2. The method of claim 1 wherein characterizing a time-varying pattern of the expected future sound characteristics of the environmental noise comprises characterizing expected differences over time in the volume of the environmental noise based on differences over time in volume of previously occurring environmental noise.

3. The method of claim 1 wherein characterizing a time-varying pattern of the expected future sound characteristics of the environmental noise comprises predicting timing of gaps in the environmental noise where the environmental noise volume has less than a threshold amplitude based on differences over time in volume of previously occurring environmental noise.

4. The method of claim 3 wherein dynamically adapting the speech output signal comprises increasing the pace of the speech output such that the speech output is fully carried out within one of the predicted gaps.

5. The method of claim 3 wherein dynamically adapting the speech output signal comprises interrupting the speech output at an interrupted location of the speech output signal at the end of one of the predicted gaps and resuming the speech output from the interrupted location of the speech output signal at a subsequent predicted gap.

6. A method by an electronic device for compensating for environmental noise in text-to-speech (TTS) speech output, the method comprising:

measuring environmental noise using a microphone signal;

determining sound characteristics of the measured environmental noise;

determining text characteristics of the text input at the TTS engine; and

wherein characterizing a time-varying pattern of the expected future sound characteristics of the environmental noise comprises characterizing expected differences over time in the frequency spectrum of the environmental noise based on differences over time in the frequency spectrum of the previously occurring environmental noise.

7. The method of claim 1 wherein dynamically adapting the speech output signal comprises varying the pitch of the speech output to compensate for the expected differences over time in the frequency spectrum of the environmental noise.

8. The method of claim 1 wherein the text characteristics of the text input comprises a length of the text and a minimum amount of time needed for intelligible speech output.

9. The method of claim 1 further comprising operating the device in a learning mode to determine sound characteristics of the measured environmental noise.

10. The method of claim 1 further comprising determining a location of the device, wherein dynamically predicting expected future sound characteristics of the environmental noise is based on previously known sound characteristics of environmental noise at the location.

11. The method of claim 1 wherein;

characterizing a time-varying pattern of the expected future sound characteristics of the environmental noise comprises characterizing expected differences over time in the direction of the environmental noise based on differences over time in direction of previously occurring environmental noise; and

dynamically adapting the speech output signal comprises panning the speech output to compensate for the expected differences over time in the direction of the environmental noise.

Data shown =>
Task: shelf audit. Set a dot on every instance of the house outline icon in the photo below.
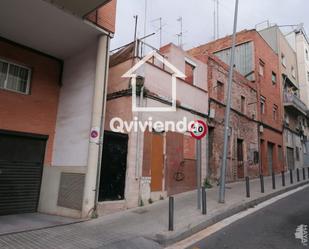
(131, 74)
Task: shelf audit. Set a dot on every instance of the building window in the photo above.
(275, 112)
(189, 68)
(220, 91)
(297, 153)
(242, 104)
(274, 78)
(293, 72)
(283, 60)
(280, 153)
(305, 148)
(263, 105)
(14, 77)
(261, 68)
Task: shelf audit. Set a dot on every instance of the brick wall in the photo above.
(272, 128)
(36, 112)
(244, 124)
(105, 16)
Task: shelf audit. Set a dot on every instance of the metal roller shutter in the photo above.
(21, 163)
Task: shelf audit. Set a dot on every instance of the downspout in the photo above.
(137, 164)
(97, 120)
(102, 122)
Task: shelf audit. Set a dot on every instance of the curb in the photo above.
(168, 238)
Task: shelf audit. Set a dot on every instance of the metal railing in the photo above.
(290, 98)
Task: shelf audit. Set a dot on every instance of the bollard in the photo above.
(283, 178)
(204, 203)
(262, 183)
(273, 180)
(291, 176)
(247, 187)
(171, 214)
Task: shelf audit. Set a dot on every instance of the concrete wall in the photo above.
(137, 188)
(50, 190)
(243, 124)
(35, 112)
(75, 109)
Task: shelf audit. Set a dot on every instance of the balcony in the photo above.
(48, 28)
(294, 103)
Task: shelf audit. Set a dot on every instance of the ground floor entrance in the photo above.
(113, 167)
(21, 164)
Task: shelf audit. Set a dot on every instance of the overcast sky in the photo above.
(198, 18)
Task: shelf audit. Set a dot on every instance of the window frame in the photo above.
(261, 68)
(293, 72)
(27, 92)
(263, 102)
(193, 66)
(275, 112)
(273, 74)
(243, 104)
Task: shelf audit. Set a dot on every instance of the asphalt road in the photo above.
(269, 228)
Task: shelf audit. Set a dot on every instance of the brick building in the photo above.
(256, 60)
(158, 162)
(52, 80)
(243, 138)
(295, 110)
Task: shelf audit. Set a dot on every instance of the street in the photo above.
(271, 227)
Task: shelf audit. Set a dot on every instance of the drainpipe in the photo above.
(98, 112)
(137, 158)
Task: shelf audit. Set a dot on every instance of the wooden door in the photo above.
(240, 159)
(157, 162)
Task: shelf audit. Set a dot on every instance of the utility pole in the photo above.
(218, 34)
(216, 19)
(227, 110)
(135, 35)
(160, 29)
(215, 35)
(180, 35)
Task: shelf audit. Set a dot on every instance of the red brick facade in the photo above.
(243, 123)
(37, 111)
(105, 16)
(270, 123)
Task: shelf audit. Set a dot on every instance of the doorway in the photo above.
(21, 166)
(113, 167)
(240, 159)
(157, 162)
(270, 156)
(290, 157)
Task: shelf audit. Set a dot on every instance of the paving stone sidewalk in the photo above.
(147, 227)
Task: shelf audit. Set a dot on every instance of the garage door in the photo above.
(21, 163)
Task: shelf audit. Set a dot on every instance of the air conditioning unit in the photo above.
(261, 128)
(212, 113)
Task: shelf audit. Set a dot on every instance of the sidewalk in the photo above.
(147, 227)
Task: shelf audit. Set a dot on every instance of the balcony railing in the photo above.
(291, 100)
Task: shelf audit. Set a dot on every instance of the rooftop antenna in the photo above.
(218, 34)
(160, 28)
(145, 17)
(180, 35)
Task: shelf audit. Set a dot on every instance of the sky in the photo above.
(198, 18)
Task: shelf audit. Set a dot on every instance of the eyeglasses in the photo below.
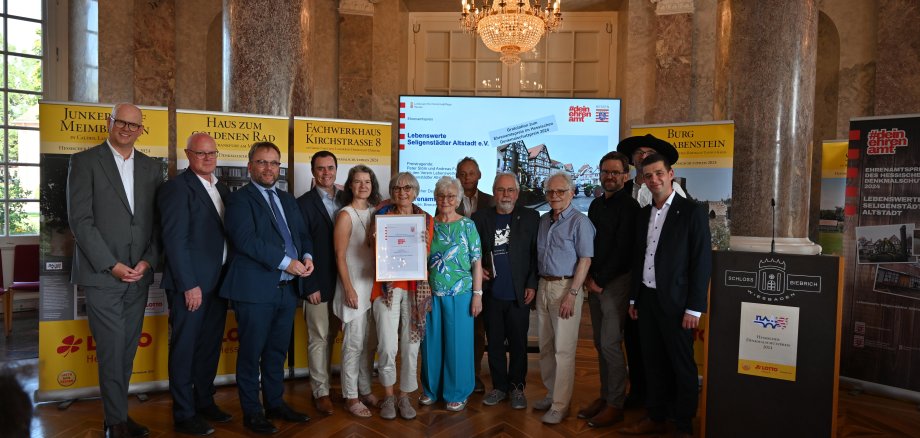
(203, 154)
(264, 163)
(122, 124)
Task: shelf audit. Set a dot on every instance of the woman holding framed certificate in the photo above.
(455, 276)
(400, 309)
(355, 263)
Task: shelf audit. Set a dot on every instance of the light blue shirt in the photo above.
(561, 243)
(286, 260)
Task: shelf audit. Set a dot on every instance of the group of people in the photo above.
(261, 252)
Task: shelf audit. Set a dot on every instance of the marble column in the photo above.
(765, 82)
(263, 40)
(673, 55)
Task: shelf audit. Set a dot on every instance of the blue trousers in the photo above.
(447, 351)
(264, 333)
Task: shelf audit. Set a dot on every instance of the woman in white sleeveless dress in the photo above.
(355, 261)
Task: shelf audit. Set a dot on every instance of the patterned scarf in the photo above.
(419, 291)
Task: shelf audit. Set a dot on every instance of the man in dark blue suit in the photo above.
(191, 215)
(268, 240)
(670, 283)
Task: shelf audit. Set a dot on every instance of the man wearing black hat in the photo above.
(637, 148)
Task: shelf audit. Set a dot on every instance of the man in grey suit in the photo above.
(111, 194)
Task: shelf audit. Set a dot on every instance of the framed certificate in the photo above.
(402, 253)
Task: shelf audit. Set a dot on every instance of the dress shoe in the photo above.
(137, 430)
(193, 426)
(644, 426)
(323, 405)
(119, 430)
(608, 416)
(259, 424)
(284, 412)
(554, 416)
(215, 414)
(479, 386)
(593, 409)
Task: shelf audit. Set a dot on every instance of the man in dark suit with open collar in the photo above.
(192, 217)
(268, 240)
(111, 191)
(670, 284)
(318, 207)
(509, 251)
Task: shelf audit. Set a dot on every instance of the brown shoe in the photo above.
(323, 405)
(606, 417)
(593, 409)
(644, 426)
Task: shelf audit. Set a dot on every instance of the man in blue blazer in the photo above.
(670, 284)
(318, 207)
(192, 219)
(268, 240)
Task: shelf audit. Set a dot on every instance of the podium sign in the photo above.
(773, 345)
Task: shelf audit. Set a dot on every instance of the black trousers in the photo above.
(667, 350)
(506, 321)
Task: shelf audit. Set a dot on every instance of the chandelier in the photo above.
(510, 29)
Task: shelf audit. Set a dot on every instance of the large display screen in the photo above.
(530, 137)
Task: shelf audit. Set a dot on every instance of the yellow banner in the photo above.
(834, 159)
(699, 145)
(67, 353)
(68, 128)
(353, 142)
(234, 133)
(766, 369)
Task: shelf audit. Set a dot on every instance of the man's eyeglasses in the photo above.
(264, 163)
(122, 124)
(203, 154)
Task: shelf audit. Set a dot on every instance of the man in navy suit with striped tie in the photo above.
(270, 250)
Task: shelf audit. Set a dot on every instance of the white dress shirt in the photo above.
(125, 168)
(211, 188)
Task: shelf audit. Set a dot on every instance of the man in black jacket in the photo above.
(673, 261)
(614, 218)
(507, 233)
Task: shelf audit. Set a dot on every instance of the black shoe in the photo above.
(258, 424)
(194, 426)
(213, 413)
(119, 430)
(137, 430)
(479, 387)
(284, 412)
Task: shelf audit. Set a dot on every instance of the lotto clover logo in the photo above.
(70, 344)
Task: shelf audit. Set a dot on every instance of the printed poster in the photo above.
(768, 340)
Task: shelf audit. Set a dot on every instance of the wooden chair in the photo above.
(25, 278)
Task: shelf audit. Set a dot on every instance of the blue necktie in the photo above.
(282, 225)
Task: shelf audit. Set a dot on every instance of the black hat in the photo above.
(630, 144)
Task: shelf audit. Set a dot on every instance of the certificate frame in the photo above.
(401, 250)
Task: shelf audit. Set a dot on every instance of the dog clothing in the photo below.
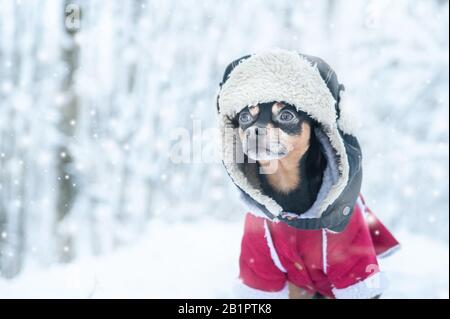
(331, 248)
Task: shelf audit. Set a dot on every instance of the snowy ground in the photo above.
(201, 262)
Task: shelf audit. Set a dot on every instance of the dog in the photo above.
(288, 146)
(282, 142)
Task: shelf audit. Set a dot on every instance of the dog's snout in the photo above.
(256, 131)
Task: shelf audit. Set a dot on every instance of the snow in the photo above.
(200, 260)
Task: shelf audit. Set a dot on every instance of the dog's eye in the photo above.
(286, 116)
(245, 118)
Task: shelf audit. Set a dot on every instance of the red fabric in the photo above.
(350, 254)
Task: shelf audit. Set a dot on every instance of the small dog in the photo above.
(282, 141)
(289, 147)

Problem A =>
Using the patent claims on text-to-speech noise compensation, answer:
(i) Under claim 4, how is the speech output changed so that it fits a predicted gap?
(ii) Under claim 8, what do the text characteristics of the text input comprise?
(iii) Under claim 11, how is the speech output adapted to expected changes in the direction of the noise?
Problem B => Take the patent claims on text-to-speech noise compensation further from the end of claim 11.

Response A =>
(i) Its pace is increased so that the speech output is fully carried out within one of the predicted gaps.
(ii) A length of the text and a minimum amount of time needed for intelligible speech output.
(iii) It is panned.

Response B =>
12. An electronic device configured to compensate for environmental noise in TTS speech output, the device comprising:

a microphone configured to measure environmental noise;

an environmental noise analysis circuit configured to:

determine sound characteristics of environmental noise measured by the microphone;

predict future expected sound characteristics of the environmental noise based on the determined sound characteristics of the measured environmental noise;

characterize a time-varying pattern of the expected future sound characteristics of the environmental noise based on a time-varying pattern observed in determined sound characteristics of previously occurring environmental noise to predict future expected sound characteristics of the environmental noise; and

predict timing of gaps in the environmental noise where the environmental noise volume has less than a threshold amplitude based on differences over time in volume of previously occurring environmental noise; and

a TTS processor configured to:

receive a text input and covert the text input into a speech output signal;

determine text characteristics of the text input; and

adapt the speech output signal based on the determined text characteristics of the text input and the predicted expected sound characteristics of the environmental noise, wherein the TTS processor is configured to adapt the speech output signal by varying the pace of the speech output and/or varying the pitch of the speech output within one of the predicted gaps.

13. The device of claim 12 wherein:

the environmental noise analysis circuit is configured to characterize expected differences over time in the frequency spectrum of the environmental noise based on differences over time in the frequency spectrum of the previously occurring environmental noise; and

the TTS processor is configured to vary the pitch of the speech output to compensate for the expected differences over time in the frequency spectrum of the environmental noise.

14. The device of claim 12 wherein the environmental noise analysis circuit is configured to operate in a learning mode to determine sound characteristics of the measured environmental noise.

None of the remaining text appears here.